Material provided:
───

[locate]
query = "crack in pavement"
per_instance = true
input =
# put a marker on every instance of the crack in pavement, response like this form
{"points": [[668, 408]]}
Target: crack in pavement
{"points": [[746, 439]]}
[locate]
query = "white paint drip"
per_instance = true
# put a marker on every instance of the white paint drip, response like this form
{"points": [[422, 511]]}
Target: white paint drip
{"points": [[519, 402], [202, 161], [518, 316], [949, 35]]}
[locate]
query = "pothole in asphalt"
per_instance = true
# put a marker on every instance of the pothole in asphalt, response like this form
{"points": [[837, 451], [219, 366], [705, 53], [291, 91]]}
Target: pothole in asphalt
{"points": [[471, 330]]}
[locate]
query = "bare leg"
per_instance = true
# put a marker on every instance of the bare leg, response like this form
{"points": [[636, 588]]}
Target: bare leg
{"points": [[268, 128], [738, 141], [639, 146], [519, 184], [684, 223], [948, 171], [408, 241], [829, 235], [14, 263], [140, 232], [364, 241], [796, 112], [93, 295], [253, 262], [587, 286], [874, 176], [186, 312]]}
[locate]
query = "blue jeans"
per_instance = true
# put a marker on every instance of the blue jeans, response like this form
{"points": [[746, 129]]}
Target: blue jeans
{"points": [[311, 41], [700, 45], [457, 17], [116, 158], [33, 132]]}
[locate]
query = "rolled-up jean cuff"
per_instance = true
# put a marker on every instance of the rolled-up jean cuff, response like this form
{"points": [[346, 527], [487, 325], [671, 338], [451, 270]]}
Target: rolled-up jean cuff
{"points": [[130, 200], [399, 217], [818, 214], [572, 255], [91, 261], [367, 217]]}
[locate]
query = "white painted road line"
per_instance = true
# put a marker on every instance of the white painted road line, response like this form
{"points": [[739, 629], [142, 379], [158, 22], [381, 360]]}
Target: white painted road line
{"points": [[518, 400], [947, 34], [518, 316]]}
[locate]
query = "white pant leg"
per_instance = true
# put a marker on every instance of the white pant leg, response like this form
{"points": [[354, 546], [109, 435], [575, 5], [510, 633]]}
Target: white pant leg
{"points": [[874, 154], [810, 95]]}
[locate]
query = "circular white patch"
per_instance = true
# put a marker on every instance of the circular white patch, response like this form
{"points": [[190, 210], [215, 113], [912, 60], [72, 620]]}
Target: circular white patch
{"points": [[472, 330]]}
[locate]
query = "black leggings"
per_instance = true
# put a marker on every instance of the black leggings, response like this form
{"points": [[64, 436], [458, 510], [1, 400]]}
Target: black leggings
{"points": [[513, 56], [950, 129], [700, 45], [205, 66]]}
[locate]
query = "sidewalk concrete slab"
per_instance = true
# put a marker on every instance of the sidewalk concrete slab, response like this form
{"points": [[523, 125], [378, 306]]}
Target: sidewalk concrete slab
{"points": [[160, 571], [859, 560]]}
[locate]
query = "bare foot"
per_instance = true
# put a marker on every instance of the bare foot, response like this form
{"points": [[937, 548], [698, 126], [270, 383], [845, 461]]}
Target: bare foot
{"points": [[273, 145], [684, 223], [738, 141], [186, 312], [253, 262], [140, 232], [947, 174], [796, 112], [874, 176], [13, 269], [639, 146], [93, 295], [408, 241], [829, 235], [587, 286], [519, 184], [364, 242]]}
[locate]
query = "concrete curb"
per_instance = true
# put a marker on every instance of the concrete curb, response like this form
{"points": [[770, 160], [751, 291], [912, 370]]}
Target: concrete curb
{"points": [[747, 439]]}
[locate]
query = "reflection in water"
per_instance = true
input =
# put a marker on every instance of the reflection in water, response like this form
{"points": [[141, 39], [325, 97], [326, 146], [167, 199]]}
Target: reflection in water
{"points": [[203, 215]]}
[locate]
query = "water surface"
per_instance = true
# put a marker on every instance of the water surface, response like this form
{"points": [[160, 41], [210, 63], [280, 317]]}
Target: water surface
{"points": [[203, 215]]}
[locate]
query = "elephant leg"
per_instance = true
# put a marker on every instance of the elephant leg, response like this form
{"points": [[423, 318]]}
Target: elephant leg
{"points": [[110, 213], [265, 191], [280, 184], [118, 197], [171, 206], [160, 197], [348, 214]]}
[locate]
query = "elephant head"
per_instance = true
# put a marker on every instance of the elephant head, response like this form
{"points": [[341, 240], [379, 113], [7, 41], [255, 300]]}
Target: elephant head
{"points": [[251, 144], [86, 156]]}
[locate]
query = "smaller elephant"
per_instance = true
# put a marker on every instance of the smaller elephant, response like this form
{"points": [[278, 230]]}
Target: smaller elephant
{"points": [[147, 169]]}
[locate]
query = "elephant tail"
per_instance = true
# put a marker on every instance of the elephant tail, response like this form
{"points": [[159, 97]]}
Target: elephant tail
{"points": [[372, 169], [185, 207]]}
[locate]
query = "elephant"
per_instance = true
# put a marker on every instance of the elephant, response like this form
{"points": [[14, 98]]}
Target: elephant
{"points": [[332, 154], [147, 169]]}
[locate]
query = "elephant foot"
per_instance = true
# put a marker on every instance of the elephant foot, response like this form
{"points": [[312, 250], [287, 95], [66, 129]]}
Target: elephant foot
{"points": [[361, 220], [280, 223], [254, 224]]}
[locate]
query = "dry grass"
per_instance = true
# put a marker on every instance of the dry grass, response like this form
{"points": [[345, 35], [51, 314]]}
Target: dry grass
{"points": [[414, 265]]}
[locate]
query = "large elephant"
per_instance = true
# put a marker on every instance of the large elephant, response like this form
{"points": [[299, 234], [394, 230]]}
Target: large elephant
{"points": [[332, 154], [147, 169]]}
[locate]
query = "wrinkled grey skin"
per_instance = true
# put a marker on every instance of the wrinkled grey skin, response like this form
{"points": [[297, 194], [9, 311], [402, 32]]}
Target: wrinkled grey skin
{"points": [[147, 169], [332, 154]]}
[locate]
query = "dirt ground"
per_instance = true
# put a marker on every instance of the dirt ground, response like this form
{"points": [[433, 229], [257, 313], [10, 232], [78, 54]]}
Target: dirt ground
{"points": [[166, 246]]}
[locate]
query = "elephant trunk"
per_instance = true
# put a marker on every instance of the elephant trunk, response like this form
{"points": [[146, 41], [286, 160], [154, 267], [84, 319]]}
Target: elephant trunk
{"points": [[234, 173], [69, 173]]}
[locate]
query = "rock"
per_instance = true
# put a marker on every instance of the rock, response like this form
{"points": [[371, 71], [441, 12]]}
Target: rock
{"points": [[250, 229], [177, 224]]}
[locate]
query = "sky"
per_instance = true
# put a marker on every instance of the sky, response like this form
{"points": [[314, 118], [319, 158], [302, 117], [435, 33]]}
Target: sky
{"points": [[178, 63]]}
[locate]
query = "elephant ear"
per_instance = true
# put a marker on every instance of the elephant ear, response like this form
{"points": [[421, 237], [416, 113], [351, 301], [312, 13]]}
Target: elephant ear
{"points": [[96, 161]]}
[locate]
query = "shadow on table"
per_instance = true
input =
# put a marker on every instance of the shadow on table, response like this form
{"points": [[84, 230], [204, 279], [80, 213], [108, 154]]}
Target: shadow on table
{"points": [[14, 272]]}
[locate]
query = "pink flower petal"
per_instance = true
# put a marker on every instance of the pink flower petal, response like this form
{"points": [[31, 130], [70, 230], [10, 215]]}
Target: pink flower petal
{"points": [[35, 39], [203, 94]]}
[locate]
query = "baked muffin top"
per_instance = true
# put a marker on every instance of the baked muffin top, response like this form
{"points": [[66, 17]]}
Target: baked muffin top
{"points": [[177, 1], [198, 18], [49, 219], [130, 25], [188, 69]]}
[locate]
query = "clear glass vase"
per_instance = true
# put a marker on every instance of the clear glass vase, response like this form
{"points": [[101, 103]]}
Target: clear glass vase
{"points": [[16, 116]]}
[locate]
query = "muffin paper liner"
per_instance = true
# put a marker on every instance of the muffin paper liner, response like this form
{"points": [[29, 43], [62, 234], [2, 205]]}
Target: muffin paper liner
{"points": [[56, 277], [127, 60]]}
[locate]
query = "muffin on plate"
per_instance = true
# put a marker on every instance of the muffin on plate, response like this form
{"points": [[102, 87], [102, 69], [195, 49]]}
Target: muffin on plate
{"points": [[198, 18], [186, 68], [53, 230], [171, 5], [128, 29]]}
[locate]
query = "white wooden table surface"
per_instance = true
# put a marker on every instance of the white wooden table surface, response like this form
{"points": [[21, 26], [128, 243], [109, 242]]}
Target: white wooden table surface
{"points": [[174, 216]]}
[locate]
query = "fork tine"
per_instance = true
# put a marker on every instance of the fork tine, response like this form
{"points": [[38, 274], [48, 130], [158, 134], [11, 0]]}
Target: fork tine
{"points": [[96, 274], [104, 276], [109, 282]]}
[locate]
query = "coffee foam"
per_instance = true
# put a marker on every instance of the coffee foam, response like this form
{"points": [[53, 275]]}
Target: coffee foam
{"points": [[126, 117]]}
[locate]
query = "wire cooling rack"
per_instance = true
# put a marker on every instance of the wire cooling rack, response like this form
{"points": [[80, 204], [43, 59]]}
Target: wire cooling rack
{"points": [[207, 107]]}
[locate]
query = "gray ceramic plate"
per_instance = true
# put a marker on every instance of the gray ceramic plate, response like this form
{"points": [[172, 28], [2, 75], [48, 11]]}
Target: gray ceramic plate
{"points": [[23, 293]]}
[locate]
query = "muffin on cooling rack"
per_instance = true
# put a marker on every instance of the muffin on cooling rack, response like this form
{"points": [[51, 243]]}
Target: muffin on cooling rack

───

Task: Within the material above, copy exactly the lines from the line that holds "# put a marker on every instance of the fork" up to and including the line that holds "# put a marker on every instance of the wire".

Problem solution:
# put a marker on every instance of the fork tine, response like this form
{"points": [[38, 274], [48, 130], [158, 134], [11, 0]]}
Target: fork tine
{"points": [[96, 274], [104, 276], [109, 282]]}
[locate]
query = "coffee foam"
per_instance = true
# put a marker on every instance of the coffee foam, response like this form
{"points": [[53, 275]]}
Target: coffee foam
{"points": [[126, 117]]}
[locate]
query = "wire cooling rack"
per_instance = true
# put a marker on every instance of the wire cooling rack, response like this form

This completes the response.